### WRITTEN PROBLEM:
Return the records below word for word, keeping every line as it is.

### SUPPLIED INFORMATION:
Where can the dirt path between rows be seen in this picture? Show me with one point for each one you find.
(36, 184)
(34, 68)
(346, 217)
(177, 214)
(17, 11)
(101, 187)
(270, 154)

### EXERCISE RESPONSE:
Where can the dirt path between rows be seen in this picture? Show me with one point for each one you find.
(36, 184)
(34, 68)
(346, 217)
(177, 214)
(17, 11)
(101, 187)
(270, 154)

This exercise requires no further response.